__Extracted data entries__

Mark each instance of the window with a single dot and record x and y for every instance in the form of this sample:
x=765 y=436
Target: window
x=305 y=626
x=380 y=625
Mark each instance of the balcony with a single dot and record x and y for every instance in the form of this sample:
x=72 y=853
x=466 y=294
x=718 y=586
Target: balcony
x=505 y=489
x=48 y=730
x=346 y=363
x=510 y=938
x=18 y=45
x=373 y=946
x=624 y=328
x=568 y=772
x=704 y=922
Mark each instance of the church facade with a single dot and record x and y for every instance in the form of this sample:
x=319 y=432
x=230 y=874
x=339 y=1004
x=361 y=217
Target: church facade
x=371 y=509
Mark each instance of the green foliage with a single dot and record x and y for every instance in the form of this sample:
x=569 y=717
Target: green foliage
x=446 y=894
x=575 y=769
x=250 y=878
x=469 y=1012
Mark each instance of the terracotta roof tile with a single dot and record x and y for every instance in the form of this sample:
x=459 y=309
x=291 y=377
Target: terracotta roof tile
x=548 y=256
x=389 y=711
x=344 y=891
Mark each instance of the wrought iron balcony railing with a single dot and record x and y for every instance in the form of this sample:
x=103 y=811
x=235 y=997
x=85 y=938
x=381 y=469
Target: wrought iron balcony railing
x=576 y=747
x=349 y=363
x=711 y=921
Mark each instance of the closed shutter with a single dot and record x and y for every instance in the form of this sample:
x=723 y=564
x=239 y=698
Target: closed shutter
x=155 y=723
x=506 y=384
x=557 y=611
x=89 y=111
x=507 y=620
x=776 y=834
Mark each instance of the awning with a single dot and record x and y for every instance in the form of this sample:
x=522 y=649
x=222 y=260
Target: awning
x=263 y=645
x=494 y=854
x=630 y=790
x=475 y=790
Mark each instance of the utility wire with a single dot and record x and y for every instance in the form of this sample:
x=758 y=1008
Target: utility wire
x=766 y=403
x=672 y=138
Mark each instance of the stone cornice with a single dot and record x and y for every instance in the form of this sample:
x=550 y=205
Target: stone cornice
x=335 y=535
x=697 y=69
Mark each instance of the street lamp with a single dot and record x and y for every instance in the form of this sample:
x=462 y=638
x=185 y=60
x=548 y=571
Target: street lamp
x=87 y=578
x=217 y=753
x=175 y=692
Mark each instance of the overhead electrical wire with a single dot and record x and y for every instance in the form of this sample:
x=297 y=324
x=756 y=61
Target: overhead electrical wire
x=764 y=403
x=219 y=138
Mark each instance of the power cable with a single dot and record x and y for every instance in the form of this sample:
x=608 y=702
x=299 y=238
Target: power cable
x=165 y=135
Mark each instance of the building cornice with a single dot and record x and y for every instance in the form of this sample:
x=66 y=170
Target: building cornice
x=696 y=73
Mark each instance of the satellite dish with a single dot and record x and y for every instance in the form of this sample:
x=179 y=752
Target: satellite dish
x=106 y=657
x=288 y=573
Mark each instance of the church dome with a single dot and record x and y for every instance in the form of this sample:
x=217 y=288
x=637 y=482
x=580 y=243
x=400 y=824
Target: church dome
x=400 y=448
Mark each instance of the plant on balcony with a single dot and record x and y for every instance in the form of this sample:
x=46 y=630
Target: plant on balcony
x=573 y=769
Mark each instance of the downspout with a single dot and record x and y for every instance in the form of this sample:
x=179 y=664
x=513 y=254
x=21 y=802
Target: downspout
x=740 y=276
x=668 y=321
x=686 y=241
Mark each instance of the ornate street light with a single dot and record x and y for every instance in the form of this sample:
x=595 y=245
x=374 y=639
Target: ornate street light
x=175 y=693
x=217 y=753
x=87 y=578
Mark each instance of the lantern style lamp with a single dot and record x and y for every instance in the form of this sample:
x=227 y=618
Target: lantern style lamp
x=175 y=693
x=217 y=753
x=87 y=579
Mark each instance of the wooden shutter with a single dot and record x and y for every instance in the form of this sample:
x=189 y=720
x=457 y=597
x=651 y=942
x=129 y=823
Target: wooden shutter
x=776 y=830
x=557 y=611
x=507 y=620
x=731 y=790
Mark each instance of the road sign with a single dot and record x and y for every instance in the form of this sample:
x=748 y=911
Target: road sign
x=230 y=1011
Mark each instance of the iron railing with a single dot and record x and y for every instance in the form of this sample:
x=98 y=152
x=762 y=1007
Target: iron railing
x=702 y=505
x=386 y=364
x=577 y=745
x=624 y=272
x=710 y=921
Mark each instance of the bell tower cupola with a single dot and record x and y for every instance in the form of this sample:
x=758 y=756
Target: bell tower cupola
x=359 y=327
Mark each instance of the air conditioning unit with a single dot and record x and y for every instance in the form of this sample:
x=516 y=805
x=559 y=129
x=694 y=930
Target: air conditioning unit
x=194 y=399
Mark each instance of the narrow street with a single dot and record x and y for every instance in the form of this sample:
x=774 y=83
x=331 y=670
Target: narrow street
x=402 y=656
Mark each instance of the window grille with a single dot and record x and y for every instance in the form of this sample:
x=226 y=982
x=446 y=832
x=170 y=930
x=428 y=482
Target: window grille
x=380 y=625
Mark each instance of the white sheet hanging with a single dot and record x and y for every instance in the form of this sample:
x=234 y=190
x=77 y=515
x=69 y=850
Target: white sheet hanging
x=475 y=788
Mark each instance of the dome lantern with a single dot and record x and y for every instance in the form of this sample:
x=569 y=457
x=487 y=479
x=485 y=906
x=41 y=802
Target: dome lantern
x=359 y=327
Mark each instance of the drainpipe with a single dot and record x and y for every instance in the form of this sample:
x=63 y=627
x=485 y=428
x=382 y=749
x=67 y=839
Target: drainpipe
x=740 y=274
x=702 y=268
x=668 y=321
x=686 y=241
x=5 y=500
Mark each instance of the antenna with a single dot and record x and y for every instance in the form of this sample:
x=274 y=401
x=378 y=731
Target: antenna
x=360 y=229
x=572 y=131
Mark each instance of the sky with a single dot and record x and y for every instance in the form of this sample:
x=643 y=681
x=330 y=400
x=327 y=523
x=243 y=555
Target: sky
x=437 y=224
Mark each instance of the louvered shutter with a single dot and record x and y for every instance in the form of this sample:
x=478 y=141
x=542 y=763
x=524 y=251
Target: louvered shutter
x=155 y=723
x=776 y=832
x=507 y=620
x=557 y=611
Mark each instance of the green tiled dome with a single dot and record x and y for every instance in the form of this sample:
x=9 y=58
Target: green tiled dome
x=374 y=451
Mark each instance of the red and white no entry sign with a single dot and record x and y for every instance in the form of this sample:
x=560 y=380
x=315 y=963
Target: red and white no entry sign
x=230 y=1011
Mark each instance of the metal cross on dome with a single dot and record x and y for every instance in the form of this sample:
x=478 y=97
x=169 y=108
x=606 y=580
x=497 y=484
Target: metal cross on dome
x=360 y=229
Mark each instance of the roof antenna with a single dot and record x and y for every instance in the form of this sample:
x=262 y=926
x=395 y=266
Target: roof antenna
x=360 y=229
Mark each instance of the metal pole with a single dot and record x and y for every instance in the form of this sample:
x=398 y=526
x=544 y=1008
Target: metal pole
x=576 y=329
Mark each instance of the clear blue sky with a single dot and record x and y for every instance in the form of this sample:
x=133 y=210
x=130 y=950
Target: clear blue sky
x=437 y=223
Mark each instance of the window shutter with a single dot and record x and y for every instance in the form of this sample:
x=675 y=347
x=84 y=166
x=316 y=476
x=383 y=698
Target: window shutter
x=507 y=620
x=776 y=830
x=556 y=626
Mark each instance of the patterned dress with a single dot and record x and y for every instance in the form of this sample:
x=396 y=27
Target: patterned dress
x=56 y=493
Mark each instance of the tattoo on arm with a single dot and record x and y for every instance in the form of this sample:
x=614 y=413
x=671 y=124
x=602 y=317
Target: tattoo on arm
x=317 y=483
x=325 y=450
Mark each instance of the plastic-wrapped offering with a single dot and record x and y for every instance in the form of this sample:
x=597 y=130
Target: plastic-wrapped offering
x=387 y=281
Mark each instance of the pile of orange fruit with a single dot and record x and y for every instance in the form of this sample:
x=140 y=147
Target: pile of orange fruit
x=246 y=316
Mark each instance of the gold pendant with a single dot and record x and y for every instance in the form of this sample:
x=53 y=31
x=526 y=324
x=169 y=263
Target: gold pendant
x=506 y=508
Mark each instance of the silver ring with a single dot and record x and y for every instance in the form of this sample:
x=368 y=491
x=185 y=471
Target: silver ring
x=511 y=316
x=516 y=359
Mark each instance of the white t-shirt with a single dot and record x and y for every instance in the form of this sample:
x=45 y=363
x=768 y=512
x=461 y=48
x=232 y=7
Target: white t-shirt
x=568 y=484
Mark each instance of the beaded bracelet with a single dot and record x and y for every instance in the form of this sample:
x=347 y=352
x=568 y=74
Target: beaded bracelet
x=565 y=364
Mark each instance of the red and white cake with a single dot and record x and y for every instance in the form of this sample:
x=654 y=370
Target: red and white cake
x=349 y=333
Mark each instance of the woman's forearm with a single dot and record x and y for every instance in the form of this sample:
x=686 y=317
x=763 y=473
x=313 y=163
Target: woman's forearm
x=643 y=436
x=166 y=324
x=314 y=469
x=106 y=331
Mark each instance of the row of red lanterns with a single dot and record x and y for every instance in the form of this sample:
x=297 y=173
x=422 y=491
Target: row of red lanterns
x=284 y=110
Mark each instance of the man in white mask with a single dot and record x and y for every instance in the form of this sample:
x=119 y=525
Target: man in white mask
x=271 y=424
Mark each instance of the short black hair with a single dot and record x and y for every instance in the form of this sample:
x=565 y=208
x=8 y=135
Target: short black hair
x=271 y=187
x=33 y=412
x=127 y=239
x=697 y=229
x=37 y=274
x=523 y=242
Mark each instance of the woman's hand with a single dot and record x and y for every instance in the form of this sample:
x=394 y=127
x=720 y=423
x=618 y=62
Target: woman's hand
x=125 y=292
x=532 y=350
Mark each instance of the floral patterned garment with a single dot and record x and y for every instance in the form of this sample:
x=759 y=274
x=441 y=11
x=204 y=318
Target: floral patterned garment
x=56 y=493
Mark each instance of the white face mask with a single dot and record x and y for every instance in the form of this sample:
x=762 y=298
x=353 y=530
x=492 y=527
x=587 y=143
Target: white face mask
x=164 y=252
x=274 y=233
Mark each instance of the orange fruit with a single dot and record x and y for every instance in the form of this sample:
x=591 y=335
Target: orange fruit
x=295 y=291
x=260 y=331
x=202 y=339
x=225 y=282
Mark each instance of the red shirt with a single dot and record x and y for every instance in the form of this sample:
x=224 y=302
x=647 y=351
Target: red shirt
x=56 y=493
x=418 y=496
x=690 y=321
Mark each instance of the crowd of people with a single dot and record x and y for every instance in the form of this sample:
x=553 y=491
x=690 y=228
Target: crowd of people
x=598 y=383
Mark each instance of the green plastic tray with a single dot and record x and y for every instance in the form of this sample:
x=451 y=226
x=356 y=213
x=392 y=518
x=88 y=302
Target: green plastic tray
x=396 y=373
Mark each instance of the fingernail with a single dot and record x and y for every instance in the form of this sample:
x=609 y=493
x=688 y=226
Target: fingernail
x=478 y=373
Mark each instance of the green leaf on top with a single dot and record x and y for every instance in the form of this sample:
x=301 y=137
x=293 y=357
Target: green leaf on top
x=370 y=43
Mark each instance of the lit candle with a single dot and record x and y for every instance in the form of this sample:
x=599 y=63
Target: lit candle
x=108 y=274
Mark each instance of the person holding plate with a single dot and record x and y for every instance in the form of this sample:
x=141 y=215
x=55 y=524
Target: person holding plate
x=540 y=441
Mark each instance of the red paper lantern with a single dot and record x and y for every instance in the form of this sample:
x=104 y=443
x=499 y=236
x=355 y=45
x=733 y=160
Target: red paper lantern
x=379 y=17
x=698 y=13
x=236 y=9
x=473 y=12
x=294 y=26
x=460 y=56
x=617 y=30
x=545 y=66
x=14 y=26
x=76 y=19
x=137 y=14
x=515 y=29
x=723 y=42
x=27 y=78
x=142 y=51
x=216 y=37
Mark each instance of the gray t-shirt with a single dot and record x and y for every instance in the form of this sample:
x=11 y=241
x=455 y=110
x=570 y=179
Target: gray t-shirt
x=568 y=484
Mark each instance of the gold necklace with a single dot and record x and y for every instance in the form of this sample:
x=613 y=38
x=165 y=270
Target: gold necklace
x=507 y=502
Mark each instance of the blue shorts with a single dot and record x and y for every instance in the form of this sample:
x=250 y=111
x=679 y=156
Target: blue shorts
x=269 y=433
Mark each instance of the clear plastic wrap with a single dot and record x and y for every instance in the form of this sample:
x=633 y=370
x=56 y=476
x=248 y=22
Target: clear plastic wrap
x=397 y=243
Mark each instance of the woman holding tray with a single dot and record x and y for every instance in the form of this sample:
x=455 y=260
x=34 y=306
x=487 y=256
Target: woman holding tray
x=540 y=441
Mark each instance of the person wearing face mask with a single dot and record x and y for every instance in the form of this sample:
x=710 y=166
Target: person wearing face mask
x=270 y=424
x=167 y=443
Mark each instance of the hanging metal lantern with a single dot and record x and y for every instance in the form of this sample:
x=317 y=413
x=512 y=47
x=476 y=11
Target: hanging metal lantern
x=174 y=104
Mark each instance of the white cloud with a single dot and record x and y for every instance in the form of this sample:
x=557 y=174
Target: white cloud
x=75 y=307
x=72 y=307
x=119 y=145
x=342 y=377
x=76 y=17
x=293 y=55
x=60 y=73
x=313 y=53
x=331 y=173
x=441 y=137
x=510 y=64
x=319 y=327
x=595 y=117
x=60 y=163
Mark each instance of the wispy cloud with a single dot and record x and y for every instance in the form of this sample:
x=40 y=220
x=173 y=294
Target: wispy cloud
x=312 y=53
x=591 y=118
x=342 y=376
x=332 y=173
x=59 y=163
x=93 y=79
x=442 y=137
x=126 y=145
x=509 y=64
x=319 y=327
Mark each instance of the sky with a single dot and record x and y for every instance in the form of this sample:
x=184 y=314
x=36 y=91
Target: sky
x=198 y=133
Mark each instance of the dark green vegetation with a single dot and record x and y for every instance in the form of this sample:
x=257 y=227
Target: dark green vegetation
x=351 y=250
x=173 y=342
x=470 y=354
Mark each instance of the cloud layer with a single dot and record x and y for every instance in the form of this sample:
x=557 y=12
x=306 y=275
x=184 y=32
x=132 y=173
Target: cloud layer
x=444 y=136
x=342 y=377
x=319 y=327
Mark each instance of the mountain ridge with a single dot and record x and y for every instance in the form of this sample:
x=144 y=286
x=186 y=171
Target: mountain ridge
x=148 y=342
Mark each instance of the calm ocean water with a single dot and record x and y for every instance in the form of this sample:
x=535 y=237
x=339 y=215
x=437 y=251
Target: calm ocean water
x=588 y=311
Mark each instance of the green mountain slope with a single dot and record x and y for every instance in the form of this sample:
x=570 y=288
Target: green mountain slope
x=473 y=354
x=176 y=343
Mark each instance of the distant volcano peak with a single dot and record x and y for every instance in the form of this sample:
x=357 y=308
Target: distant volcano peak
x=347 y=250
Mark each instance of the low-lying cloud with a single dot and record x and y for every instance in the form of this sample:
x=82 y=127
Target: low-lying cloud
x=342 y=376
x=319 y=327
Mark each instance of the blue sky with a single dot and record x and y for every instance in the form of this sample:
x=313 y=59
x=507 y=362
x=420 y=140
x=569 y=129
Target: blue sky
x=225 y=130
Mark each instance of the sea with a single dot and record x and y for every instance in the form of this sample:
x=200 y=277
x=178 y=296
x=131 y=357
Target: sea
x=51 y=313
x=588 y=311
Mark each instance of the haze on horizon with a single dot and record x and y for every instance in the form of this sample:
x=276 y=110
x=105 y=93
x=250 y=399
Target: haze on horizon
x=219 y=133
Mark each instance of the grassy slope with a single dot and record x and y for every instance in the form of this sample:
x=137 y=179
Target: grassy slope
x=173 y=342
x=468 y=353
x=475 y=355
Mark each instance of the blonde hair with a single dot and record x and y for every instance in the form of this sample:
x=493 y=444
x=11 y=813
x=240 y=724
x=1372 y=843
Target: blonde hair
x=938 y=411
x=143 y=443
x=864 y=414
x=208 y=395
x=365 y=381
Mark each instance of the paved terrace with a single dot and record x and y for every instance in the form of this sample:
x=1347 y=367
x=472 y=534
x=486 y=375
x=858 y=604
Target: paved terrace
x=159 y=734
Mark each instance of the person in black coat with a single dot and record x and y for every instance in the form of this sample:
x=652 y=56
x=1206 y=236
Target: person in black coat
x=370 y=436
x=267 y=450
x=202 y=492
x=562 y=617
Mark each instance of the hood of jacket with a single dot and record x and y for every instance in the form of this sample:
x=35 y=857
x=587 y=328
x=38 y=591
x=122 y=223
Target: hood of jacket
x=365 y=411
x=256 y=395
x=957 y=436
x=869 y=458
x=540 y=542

__WHAT THIS TASK INVOLVES__
Rewrite the lines from the one with "Mark each instance of the overhead" up to and including the one with "x=219 y=138". Scale every x and y coordinate in the answers by 0.55, rounding to whole numbers with halves going up, and leave the requests and their sample coordinates unchanged.

__ANSWER TO THIS PROBLEM__
Mark each instance of the overhead electrical wire with a single dot and record x and y for every instance in the form of this sample:
x=297 y=324
x=756 y=61
Target: overhead electrical wire
x=420 y=222
x=120 y=76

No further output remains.